- _SELECTED EXCERPT_:

Microwave-driven quantum logic in Ca43+ at 288 Gauss

Magnetic field gradients, generated by microwave circuitry in the proximity of trapped ions, can couple the ions internal and motional degrees of freedom to implement two-qubit gates [1,2]. This approach presents many advantages with respect to laser-driven gates: the hardware is cheaper and more readily scalable, phase control is facilitated, and photon scattering errors are eliminated.

In the past, we have demonstrated gate fidelities of 99.7% [3], approaching the state of the art for laser-based gates. Critically, this number is above the minimum threshold of 99% required for implementing quantum error correction. But the drawback of microwave-driven quantum logic is that gate durations are more than an order of magnitude longer than their laser-driven counter-parts.

Here, we present a detailed characterization of quantum logic operations in our next-generation experiment, designed to improve on gate fidelity and speed. These gains are enabled by a novel ion trap design and qubit. Our surface trap features a simple single-electrode microwave geometry which passively minimizes the field amplitude whilst producing a large gradient. Operating Ca43+ at 288 Gauss detunes transitions to "spectator" states, whilst offering a π-clock transition which is more responsive to microwave fields. Finally, by cooling the trap to cryogenic temperatures, we are able to reduce anomalous heating of the ions motion, allowing a reduced distance between the microwave electrode and the ions and hence a more effective delivery of microwaves.

 

References:

[1] C. Ospelkaus et al., Phys. Rev. Lett. 101, 090502 (2008)

[2] C. Ospelkaus et al., Nature 476, 181 (2011)

[3] T. P. Harty et al., Phys. Rev. Lett. 117, 140501 (2016)

- _DATA EXCERPTS_:
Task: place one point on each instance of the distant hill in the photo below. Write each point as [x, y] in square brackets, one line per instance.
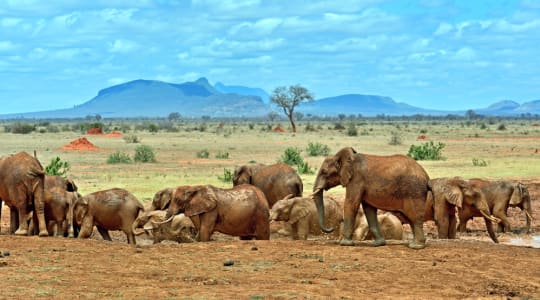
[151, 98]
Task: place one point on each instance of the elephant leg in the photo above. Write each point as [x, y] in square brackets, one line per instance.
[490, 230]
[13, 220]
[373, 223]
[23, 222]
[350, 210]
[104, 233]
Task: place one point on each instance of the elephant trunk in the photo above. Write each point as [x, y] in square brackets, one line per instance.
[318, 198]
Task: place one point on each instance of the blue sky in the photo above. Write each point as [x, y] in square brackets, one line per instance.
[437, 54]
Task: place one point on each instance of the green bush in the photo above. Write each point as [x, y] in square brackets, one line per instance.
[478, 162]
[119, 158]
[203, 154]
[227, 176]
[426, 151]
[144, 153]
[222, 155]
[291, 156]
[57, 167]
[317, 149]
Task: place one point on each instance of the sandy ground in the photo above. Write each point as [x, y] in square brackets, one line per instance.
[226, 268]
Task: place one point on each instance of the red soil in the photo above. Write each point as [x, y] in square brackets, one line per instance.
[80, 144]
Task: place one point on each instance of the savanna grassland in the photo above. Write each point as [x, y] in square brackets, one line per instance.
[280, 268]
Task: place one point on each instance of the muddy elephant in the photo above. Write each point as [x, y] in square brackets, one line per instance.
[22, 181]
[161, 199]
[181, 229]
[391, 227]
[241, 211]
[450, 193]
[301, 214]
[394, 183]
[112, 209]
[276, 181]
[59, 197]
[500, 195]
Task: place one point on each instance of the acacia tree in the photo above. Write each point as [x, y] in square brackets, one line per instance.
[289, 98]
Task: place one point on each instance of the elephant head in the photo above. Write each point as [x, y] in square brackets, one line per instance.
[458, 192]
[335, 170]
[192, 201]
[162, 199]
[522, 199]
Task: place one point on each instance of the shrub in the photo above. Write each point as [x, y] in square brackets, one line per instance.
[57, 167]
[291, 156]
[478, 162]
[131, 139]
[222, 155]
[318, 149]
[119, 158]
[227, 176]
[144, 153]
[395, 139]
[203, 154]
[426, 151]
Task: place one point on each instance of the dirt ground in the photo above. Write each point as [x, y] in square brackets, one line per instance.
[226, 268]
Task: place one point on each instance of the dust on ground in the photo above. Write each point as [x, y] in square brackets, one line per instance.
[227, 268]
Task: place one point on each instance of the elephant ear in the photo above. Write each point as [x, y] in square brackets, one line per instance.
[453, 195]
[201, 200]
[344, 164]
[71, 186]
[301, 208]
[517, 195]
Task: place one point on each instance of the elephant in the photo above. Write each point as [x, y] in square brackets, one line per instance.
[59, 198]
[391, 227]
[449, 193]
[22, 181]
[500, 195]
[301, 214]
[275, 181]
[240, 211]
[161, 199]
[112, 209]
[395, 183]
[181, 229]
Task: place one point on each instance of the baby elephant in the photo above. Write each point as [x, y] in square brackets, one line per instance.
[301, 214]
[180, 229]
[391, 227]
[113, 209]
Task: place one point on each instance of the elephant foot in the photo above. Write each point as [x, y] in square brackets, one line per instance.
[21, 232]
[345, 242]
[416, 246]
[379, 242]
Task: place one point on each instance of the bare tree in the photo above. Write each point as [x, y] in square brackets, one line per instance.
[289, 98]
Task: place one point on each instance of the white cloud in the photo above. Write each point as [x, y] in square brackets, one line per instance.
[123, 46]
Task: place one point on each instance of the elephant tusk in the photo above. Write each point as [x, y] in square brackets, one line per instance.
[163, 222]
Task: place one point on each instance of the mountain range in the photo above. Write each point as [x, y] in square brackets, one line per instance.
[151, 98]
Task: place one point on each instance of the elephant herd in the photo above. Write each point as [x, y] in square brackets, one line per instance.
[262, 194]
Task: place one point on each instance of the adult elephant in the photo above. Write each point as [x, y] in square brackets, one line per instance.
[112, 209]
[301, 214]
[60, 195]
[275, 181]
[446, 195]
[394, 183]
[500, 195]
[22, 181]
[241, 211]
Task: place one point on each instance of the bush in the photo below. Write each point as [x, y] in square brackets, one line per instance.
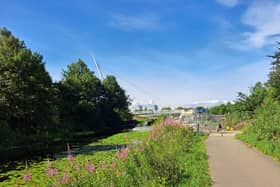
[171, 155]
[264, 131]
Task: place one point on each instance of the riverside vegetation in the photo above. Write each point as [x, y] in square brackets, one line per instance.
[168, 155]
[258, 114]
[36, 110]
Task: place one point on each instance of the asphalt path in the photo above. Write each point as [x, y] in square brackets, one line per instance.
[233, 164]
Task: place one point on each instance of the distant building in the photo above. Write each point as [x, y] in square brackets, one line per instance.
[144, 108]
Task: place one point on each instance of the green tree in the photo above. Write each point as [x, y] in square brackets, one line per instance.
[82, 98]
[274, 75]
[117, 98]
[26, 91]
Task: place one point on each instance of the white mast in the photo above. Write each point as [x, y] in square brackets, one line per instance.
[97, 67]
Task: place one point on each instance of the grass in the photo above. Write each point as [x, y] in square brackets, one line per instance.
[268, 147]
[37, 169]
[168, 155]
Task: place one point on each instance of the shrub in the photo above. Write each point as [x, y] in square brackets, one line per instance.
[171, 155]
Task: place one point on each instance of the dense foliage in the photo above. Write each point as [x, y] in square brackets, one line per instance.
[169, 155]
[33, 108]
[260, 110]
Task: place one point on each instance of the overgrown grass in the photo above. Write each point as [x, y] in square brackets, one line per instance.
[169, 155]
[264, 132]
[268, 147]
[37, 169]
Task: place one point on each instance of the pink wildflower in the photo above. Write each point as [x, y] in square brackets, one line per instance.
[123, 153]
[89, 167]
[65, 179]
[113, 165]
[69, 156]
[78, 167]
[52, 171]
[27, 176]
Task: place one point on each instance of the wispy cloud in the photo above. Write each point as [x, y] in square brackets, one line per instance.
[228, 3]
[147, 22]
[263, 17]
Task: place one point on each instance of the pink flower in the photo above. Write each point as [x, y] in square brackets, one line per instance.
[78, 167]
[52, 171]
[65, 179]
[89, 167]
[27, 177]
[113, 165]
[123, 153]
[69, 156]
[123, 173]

==

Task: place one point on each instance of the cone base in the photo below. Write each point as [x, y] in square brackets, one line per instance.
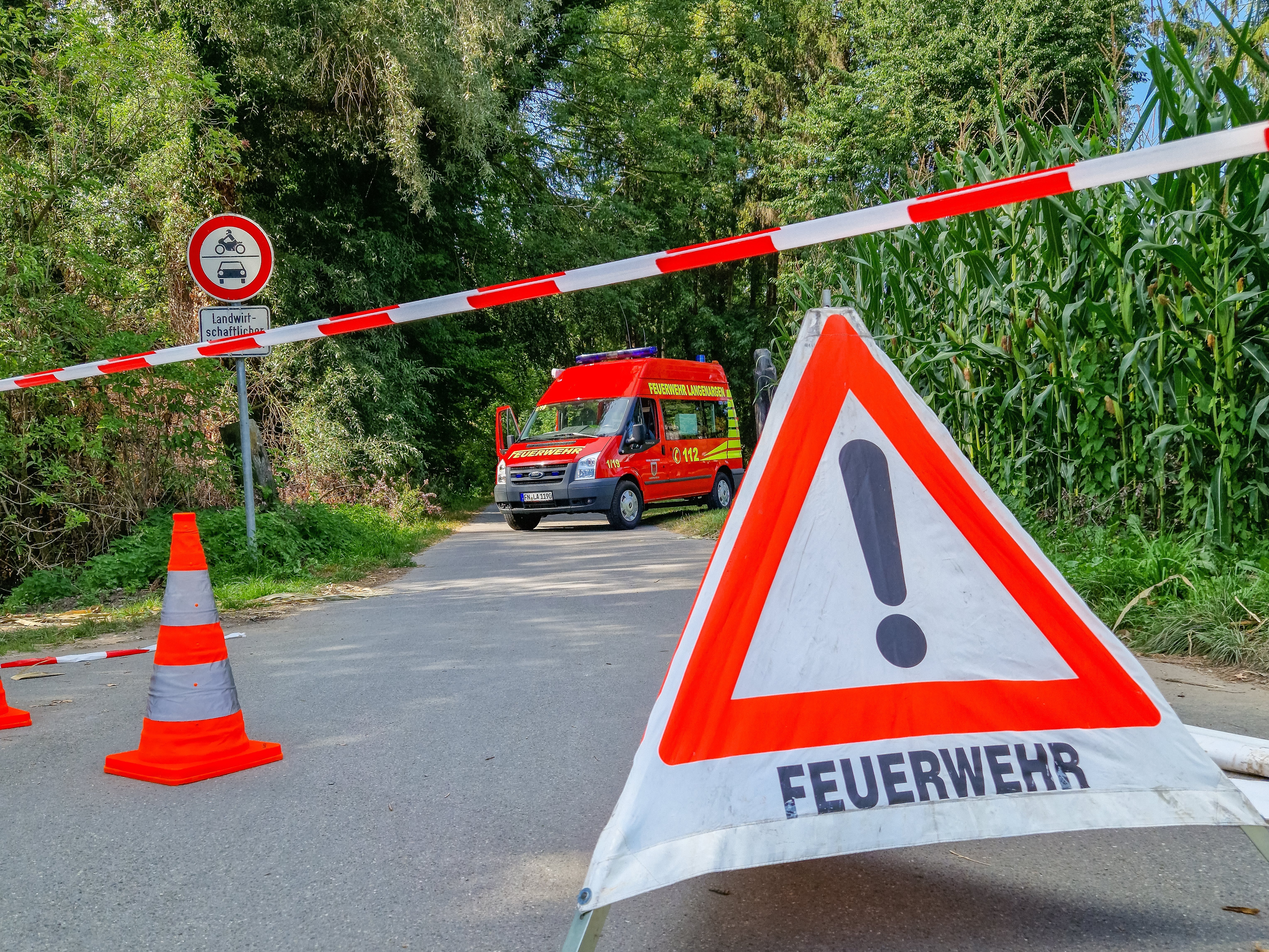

--

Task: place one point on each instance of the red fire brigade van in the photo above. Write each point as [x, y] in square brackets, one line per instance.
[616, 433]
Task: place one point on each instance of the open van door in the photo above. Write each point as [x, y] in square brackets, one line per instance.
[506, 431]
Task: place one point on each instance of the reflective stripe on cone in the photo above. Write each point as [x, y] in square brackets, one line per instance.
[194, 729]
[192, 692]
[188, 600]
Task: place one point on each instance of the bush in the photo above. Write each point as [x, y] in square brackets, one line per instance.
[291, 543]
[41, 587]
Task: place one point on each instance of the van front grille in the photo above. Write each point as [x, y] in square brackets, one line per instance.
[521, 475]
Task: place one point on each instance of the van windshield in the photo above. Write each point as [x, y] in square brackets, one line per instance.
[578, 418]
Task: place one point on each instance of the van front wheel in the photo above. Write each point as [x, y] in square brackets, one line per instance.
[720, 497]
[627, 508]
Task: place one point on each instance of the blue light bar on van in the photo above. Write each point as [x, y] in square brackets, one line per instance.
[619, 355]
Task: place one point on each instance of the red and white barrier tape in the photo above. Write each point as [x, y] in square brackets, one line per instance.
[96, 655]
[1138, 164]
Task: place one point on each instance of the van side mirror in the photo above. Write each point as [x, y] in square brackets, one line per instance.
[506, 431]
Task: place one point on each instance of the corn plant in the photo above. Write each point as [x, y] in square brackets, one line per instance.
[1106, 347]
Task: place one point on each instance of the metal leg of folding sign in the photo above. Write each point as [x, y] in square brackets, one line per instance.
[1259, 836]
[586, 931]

- _JOB 1_:
Using the abstract on microwave-driven quantum logic, decide whether each statement agrees with it. Answer yes or no, and quote the words that decide it.
(a) The earlier gate fidelity of 99.7% falls below the threshold needed for quantum error correction.
(b) Microwave-driven gates take longer than laser-driven gates.
(c) The surface trap uses several microwave electrodes.
- _JOB 2_:
Answer these questions from the abstract on microwave-driven quantum logic.
(a) At what magnetic field is Ca43+ operated?
(b) What gate fidelity did the earlier work demonstrate?
(c) What does cooling the trap to cryogenic temperatures reduce?
- _JOB 3_:
Return the passage of the abstract on microwave-driven quantum logic between "In the past, we" and "their laser-driven counter-parts.", inclusive, copied word for word.

- _TASK SOLUTION 1_:
(a) No: "this number is above the minimum threshold of 99% required for implementing quantum error correction."
(b) Yes: "gate durations are more than an order of magnitude longer than their laser-driven counter-parts."
(c) No: "a simple single-electrode microwave geometry"

- _TASK SOLUTION 2_:
(a) 288 Gauss
(b) 99.7%
(c) Anomalous heating of the ions' motion

- _TASK SOLUTION 3_:
In the past, we have demonstrated gate fidelities of 99.7% [3], approaching the state of the art for laser-based gates. Critically, this number is above the minimum threshold of 99% required for implementing quantum error correction. But the drawback of microwave-driven quantum logic is that gate durations are more than an order of magnitude longer than their laser-driven counter-parts.